(Stored items)
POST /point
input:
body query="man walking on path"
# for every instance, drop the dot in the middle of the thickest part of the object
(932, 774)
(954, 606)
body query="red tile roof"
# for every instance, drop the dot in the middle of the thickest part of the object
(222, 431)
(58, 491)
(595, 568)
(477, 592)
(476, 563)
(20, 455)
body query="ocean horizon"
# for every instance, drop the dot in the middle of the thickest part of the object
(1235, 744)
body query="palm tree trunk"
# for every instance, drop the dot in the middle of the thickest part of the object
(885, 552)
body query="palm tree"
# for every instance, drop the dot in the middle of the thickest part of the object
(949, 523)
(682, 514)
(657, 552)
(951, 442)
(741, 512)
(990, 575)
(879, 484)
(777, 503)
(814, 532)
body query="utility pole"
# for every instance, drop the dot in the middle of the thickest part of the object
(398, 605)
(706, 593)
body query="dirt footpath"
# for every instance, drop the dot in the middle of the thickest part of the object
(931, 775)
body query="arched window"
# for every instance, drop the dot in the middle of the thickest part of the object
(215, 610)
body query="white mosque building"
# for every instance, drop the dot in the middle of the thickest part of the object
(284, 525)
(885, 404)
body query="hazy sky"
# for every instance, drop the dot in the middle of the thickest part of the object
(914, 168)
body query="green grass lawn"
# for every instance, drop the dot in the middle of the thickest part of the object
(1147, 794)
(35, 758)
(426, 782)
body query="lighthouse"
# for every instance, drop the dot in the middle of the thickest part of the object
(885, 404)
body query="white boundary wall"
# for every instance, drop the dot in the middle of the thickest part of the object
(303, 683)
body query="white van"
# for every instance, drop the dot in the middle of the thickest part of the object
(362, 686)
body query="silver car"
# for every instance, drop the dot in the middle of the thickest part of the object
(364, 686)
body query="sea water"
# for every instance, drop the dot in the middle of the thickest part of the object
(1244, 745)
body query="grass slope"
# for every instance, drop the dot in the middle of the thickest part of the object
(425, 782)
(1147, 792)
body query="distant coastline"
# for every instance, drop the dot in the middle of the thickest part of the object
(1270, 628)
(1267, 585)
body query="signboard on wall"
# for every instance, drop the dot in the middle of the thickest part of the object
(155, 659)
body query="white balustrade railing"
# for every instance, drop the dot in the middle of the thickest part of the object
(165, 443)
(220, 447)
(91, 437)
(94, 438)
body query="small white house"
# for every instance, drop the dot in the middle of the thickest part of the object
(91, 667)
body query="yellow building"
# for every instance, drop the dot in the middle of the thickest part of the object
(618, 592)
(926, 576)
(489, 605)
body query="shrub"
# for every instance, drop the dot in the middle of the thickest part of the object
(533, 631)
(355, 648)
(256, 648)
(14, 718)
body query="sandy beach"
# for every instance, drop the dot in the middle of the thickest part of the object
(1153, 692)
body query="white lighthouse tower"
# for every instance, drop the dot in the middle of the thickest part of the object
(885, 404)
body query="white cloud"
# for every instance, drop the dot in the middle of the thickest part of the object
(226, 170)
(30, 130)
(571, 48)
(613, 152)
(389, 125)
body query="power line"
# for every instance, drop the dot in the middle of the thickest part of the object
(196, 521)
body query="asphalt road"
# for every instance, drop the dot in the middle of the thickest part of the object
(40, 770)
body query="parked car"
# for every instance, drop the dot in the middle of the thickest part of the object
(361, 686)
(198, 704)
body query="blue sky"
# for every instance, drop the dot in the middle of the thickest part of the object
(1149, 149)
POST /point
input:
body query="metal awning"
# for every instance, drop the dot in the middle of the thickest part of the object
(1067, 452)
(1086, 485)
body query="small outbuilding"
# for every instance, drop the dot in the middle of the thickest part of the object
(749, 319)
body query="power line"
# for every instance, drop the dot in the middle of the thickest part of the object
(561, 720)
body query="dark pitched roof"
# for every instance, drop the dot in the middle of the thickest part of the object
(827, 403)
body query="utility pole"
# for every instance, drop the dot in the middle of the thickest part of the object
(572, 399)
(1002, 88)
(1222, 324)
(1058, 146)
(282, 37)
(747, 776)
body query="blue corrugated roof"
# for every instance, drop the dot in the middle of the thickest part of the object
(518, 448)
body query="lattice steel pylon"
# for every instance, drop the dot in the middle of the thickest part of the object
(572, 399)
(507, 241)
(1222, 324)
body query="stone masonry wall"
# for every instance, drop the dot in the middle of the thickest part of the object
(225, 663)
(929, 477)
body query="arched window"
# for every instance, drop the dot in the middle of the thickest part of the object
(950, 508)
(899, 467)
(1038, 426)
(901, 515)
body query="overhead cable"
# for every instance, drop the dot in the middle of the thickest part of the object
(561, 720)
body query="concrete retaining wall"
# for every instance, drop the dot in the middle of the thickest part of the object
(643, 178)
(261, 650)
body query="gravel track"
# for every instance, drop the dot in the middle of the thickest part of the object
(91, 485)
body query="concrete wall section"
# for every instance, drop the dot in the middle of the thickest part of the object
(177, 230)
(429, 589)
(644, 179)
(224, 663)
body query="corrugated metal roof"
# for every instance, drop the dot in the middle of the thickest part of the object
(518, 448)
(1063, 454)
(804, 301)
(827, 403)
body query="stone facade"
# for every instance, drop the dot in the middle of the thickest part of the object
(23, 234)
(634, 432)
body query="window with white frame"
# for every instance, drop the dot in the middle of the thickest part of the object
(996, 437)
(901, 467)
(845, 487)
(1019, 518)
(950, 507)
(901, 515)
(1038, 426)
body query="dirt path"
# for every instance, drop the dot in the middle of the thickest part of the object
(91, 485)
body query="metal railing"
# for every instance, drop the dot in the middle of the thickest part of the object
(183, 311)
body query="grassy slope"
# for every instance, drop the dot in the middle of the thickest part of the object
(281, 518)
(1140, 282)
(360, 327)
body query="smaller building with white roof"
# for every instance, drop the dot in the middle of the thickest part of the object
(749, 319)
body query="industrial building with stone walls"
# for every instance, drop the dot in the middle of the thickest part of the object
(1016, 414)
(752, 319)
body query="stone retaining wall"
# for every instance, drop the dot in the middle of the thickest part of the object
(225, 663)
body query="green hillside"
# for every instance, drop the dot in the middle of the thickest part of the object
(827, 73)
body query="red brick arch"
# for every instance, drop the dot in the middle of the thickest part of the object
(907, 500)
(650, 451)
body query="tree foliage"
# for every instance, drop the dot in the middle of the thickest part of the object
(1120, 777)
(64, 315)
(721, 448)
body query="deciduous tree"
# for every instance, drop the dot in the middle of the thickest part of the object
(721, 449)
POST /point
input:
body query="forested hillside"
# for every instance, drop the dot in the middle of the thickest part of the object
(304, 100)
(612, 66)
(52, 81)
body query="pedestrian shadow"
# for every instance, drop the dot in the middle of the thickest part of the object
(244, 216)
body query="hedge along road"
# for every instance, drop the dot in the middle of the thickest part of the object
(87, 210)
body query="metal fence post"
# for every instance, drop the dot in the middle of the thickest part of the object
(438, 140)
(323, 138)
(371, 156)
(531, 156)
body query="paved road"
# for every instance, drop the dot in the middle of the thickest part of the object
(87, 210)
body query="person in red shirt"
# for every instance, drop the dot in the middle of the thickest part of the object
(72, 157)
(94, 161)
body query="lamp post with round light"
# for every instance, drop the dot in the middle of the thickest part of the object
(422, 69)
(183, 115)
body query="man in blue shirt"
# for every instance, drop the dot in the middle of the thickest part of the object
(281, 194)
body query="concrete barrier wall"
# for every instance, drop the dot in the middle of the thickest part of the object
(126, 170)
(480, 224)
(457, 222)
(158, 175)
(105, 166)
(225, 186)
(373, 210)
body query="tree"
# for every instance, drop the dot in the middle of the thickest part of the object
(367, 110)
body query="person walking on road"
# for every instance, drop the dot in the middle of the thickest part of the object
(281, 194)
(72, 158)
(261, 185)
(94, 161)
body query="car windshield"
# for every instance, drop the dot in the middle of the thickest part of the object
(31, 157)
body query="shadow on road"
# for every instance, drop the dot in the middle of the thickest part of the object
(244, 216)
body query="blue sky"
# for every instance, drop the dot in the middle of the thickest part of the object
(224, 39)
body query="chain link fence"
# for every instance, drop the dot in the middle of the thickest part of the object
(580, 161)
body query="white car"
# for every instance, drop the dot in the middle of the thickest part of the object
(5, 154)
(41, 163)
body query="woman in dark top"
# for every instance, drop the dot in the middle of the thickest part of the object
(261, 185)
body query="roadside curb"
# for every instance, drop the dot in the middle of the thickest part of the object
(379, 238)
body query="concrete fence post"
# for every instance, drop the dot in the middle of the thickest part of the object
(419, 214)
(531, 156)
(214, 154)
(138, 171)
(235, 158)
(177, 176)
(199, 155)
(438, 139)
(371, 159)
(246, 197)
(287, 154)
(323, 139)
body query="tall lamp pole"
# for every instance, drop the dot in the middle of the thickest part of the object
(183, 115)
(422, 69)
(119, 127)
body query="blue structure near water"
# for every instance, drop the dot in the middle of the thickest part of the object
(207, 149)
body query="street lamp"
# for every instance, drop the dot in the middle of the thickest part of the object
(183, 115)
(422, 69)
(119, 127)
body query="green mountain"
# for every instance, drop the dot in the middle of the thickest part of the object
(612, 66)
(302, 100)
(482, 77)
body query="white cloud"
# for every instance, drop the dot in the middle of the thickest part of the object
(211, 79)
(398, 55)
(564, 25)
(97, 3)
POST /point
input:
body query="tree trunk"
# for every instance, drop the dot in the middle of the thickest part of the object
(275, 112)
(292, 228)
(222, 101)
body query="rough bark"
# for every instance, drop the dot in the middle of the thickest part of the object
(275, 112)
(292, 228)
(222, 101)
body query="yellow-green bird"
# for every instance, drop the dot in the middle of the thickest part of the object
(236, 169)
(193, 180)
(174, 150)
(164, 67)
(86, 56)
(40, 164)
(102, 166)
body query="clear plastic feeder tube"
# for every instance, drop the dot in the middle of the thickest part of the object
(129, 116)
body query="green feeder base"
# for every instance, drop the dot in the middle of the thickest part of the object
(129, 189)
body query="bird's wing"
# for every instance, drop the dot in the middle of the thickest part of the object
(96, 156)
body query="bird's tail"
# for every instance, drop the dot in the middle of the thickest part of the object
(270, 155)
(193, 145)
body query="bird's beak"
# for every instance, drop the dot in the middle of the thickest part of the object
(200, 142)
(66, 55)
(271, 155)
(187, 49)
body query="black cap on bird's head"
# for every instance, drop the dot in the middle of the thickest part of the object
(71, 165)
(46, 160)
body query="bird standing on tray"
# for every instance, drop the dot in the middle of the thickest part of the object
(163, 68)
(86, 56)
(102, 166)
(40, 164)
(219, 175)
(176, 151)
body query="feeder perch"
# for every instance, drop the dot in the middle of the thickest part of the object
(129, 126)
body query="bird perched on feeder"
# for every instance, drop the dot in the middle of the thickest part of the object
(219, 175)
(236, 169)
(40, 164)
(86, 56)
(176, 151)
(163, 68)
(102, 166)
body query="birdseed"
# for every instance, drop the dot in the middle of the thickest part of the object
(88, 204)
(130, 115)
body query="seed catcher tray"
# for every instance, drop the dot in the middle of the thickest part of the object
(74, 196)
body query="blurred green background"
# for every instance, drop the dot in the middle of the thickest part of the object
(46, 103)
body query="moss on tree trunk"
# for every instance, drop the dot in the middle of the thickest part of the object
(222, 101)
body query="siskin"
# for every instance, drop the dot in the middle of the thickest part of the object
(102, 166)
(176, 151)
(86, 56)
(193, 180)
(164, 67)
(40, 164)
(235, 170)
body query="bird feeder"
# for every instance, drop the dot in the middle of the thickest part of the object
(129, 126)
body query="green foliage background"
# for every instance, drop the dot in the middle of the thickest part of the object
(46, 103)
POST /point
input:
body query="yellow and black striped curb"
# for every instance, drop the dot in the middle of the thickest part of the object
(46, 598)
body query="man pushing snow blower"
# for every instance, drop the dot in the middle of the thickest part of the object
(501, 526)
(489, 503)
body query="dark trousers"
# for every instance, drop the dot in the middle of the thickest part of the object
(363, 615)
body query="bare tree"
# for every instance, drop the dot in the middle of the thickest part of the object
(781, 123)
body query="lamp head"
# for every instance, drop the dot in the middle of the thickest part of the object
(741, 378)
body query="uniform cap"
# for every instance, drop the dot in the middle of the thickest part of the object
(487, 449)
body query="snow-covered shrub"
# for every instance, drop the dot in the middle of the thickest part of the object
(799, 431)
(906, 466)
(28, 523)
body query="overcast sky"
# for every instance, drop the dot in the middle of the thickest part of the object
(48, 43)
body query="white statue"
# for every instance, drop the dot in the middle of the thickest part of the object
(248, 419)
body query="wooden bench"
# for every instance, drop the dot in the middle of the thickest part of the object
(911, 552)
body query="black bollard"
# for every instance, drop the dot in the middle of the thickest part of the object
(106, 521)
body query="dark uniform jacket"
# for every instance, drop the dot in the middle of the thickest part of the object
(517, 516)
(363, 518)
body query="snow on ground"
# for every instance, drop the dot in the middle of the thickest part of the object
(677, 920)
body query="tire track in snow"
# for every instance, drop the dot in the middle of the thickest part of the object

Work request:
Scan the entries above for the string "metal", and copy every line where it turns up.

Task response:
body query="metal awning"
body query="corrugated metal roof"
body query="metal railing"
body query="metal fence post"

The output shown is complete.